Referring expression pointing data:
****************

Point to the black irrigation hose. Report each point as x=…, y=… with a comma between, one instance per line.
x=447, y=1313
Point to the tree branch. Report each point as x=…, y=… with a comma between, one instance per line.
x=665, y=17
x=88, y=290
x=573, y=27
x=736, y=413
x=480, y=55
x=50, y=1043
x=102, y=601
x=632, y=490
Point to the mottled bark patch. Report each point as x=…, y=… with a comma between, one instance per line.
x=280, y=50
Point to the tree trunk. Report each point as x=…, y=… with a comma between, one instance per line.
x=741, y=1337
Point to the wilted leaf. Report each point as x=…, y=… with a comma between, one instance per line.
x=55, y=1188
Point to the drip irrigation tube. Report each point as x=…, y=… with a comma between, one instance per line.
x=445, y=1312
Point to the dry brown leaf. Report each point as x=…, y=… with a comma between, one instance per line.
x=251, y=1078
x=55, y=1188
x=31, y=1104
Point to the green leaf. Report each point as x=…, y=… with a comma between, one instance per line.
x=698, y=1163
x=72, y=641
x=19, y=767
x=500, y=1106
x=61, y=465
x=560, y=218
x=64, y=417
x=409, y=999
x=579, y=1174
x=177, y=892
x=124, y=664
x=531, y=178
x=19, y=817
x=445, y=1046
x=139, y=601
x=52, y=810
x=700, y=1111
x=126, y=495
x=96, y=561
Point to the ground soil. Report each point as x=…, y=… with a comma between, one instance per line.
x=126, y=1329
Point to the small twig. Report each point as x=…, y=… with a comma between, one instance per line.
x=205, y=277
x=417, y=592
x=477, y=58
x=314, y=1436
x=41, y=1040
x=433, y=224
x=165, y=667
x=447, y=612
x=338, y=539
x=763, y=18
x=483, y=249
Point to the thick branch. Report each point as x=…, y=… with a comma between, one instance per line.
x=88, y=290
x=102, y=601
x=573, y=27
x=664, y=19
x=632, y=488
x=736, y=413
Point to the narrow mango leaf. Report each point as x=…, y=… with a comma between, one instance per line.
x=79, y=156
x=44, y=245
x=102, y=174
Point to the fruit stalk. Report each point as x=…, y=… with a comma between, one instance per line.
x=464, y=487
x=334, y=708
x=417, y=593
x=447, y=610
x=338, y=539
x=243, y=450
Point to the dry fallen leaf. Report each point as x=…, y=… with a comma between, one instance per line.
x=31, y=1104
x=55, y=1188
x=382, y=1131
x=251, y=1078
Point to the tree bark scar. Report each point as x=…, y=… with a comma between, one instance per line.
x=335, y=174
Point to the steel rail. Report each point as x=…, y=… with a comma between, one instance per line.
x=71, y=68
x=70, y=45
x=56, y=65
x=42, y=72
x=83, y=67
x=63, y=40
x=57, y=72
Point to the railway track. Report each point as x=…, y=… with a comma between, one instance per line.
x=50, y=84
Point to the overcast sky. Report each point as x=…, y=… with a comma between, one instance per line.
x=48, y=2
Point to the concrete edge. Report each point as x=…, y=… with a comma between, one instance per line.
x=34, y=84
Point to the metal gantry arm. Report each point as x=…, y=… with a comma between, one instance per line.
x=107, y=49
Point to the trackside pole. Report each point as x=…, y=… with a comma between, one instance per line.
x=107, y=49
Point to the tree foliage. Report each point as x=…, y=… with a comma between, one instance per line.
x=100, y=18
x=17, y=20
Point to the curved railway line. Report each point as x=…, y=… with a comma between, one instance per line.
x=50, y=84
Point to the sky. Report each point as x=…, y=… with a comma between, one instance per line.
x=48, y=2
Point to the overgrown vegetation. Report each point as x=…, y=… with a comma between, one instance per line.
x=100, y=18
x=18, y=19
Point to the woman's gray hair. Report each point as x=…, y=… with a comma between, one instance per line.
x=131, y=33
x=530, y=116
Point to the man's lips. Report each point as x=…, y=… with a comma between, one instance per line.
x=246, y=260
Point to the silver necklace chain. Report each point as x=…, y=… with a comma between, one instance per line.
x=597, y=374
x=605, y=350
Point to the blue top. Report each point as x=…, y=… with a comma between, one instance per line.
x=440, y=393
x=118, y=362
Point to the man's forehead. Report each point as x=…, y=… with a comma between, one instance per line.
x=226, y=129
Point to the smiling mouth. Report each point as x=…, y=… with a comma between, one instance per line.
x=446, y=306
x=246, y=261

****************

## TASK INSTRUCTIONS
Retype each line above exactly as written.

## TASK OUTPUT
Point to the black irrigation hose. Report each point as x=…, y=… with a comma between, one instance per line.
x=447, y=1313
Point to the tree branch. Report each point as x=…, y=… with a comma between, one instance per line.
x=665, y=17
x=88, y=290
x=573, y=27
x=736, y=413
x=480, y=55
x=50, y=1043
x=102, y=601
x=632, y=490
Point to the mottled bark patch. Report each point as x=…, y=… with a comma between, one instance per line.
x=280, y=50
Point to the tree trunk. Report each point as x=…, y=… with a comma between, one instance per line.
x=741, y=1337
Point to the wilted leaf. Report each point as x=…, y=… with a comma between, one instance per line.
x=55, y=1188
Point to the drip irrigation tube. Report each point as x=…, y=… with a comma between, one instance per line.
x=445, y=1312
Point to the dry brown leaf. Report each point as x=…, y=… with a comma between, one instance per line.
x=251, y=1078
x=55, y=1188
x=31, y=1104
Point to the green leaf. Report each point as x=…, y=… with a comma between, one instance per line.
x=698, y=1163
x=72, y=641
x=19, y=767
x=500, y=1106
x=61, y=465
x=560, y=218
x=64, y=417
x=409, y=999
x=579, y=1174
x=177, y=892
x=124, y=664
x=531, y=178
x=19, y=817
x=445, y=1046
x=139, y=601
x=52, y=810
x=700, y=1111
x=126, y=495
x=96, y=561
Point to the ground soil. Report each point as x=…, y=… with a comma between, one instance per line.
x=126, y=1329
Point to the small twig. Report each point as x=…, y=… with a comma between, one instance per line.
x=205, y=277
x=417, y=592
x=477, y=58
x=314, y=1436
x=41, y=1040
x=433, y=224
x=165, y=667
x=447, y=612
x=338, y=539
x=763, y=18
x=483, y=249
Point to the thick branch. Report each point as x=…, y=… with a comma between, one instance per line.
x=88, y=290
x=102, y=601
x=573, y=27
x=664, y=19
x=632, y=488
x=736, y=413
Point to the narrow mango leaf. Report each point as x=…, y=… with a comma between, one instance per line.
x=79, y=156
x=44, y=245
x=102, y=174
Point to the fruit stalk. Report each point as x=…, y=… with a comma between, one instance per line.
x=464, y=487
x=334, y=708
x=417, y=593
x=447, y=610
x=338, y=539
x=243, y=450
Point to the dry fallen leaf. Report each point as x=…, y=… with a comma between, one instance per line.
x=31, y=1104
x=55, y=1188
x=382, y=1131
x=251, y=1078
Point to the tree bark scar. Report each point as x=…, y=… with a comma between, one instance per line.
x=335, y=174
Point to the steel rail. Report each point as x=…, y=… with a comma between, one instance per line.
x=71, y=68
x=70, y=45
x=56, y=65
x=42, y=72
x=83, y=67
x=63, y=40
x=57, y=72
Point to the railway track. Report each point as x=…, y=… with a comma between, one instance per line.
x=50, y=84
Point to the overcast sky. Report each point as x=…, y=… with a comma between, one instance per line.
x=48, y=2
Point to the concrete edge. Report each point as x=…, y=… with a comma between, one instance per line.
x=34, y=84
Point to the metal gantry arm. Report each point as x=…, y=… with a comma between, one instance per line.
x=107, y=49
Point to the trackside pole. Report each point as x=…, y=… with a comma between, one instance per line.
x=107, y=49
Point to the tree foliage. Report each point as x=…, y=… with a comma between, one instance per line.
x=100, y=18
x=17, y=20
Point to the curved railway line. Report each point as x=…, y=… with a comma between, one instance per line.
x=50, y=84
Point to the sky. Report each point as x=…, y=… with a comma between, one instance per line.
x=48, y=2
Point to the overgrown vegetation. Report each point as x=…, y=… with a comma between, one instance per line.
x=100, y=18
x=18, y=19
Point to the woman's gray hair. Report each point as x=…, y=… with a comma between, one instance per line.
x=131, y=33
x=530, y=116
Point to the man's lips. Report each point as x=…, y=… with a comma between, one instance per line.
x=246, y=260
Point to the silver necklace chain. Report each point as x=…, y=… with a comma between, one instance per line.
x=597, y=374
x=605, y=350
Point to the blue top. Report each point as x=…, y=… with a comma between, one instance per line.
x=440, y=393
x=118, y=362
Point to the man's forehead. Report each point as x=…, y=… with a comma between, one instance per line.
x=226, y=129
Point to the smiling mouth. Report each point as x=…, y=… with a comma between, one instance per line.
x=446, y=306
x=246, y=261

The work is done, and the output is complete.